Die Macher im Hintergrund
Als interdisziplinäres Team haben sich Gastronom Rainer Holzhauer, Investoren Uwe Kleinkauf und Kirstin Homburg-Kleinkauf, Architekt Joachim Groger und die Mitarbeiter des Architekturbüros ATELIER 30 zusammengefunden, um den Renthof mit Kreativität, Enthusiasmus und Umsetzungskraft in ein inhabergeführtes historisches Hotel und Restaurant mit individuellem Charme im Zentrum unserer Stadt zu verwandeln.
Rainer Holzhauer gilt als geborener Gastronom, der es versteht Räume, Gastlichkeit und Essen zu einem bleibenden Erlebnis zu verbinden. Bei zahlreichen Gelegenheiten stellte er unter Beweis, wie historische Orte kreativ und mit viel Gefühl für die Umgebung gastronomisch belebt werden können. Die WELL Group wurde im Jahr 2009 von Uwe Kleinkauf und Kirstin Homburg-Kleinkauf gegründet. Im Mittelpunkt der Geschäftstätigkeit stehen die Themen Unternehmensentwicklung, -beteiligung und -beratung. Spezialisiert hat sich die WELL Group hierbei auf die Bereiche erneuerbare Energien sowie Ernährung und Gesundheit. Der Architekt Joachim Groger beschäftigt sich seit mehr als 20 Jahren mit dem Erhalt und den Umbau von denkmalgeschützter Bausubstanz. Sein zentrales Anliegen ist das Aufspüren und Bewahren von vorhandenen Qualitäten mit dem Ziel, eine atmosphärische, emotional dichte Architektur herzustellen. Seit rund 15 Jahren arbeitet das Team von ATELIER 30 mit Erfolg und großer Leidenschaft in einem breiten Aufgabenspektrum der Architektur. Auch die beiden, dem Renthof zugehörigen Gebäude, die Umnutzung der Alten Brüderkirche und der Umbau des ehemaligen Theaterfundus mit Zwischenbau wurden von ATELIER 30 projektiert. Beide Projekte wurden mit Architekturpreisen ausgezeichnet, vielfach veröffentlicht. Das Projekt der Alten Brüderkirche war im deutschen Architekturmuseum in Frankfurt ausgestellt.

### Extrahierte Daten
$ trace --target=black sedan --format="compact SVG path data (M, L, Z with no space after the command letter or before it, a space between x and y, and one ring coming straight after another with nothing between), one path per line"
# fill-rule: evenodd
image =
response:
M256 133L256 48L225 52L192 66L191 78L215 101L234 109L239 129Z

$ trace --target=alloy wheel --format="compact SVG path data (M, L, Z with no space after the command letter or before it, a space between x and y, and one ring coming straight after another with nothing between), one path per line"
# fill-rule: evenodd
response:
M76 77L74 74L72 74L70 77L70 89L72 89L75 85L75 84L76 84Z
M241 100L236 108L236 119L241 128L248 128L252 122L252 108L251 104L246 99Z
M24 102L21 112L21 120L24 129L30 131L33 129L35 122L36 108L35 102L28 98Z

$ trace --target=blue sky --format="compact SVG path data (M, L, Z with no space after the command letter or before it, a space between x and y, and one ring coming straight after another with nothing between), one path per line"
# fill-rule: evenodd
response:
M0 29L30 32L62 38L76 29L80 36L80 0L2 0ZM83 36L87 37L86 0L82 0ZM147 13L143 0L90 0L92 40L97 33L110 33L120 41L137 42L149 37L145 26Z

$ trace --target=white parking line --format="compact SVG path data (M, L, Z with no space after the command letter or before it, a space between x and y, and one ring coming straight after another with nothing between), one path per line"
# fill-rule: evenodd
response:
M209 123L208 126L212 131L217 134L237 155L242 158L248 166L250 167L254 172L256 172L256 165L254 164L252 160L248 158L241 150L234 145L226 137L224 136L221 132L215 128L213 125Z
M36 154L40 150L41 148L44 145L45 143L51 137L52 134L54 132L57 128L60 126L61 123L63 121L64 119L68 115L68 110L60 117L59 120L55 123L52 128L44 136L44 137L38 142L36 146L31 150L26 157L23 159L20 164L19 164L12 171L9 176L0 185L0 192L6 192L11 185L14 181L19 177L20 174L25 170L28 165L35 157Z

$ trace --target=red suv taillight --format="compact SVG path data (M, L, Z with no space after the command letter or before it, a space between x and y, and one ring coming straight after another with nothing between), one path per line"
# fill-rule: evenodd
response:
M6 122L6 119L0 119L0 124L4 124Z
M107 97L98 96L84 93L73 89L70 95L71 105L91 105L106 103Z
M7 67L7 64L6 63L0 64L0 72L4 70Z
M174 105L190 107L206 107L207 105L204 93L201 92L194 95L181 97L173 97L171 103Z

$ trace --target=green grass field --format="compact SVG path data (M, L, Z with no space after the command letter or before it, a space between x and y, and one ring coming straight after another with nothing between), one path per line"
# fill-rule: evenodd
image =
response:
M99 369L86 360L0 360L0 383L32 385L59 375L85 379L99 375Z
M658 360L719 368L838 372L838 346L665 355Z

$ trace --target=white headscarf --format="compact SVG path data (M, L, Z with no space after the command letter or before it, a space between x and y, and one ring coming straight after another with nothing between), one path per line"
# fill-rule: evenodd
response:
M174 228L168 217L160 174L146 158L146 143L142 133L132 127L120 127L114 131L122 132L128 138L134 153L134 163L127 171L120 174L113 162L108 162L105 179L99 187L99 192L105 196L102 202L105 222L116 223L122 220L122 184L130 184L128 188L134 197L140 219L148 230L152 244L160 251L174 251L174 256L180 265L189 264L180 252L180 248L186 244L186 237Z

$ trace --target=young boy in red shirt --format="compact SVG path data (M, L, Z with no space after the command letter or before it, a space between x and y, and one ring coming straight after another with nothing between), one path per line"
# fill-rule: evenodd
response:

### Aufgaben
**a)** Schreiben Sie aus dem Text über den Renthof die Passage von „Die Macher im“ bis einschließlich „Stadt zu verwandeln.“ wortgetreu ab.
**b)** Prüfen Sie, ob die folgenden Aussagen mit dem Text über den Renthof übereinstimmen. Antworten Sie jeweils mit Ja oder Nein und zitieren Sie die entscheidende Textstelle wörtlich: (i) Die WELL Group wurde im Jahr 2009 gegründet. (ii) Joachim Groger befasst sich seit weniger als zehn Jahren mit denkmalgeschützter Bausubstanz. (iii) Das Projekt der Alten Brüderkirche wurde in einem Museum in Frankfurt ausgestellt.

### Lösungen je Aufgabe
**a)**
Die Macher im Hintergrund
Als interdisziplinäres Team haben sich Gastronom Rainer Holzhauer, Investoren Uwe Kleinkauf und Kirstin Homburg-Kleinkauf, Architekt Joachim Groger und die Mitarbeiter des Architekturbüros ATELIER 30 zusammengefunden, um den Renthof mit Kreativität, Enthusiasmus und Umsetzungskraft in ein inhabergeführtes historisches Hotel und Restaurant mit individuellem Charme im Zentrum unserer Stadt zu verwandeln.

**b)**
(i) Ja – „Die WELL Group wurde im Jahr 2009 von Uwe Kleinkauf und Kirstin Homburg-Kleinkauf gegründet.“
(ii) Nein – „Der Architekt Joachim Groger beschäftigt sich seit mehr als 20 Jahren mit dem Erhalt und den Umbau von denkmalgeschützter Bausubstanz.“
(iii) Ja – „Das Projekt der Alten Brüderkirche war im deutschen Architekturmuseum in Frankfurt ausgestellt.“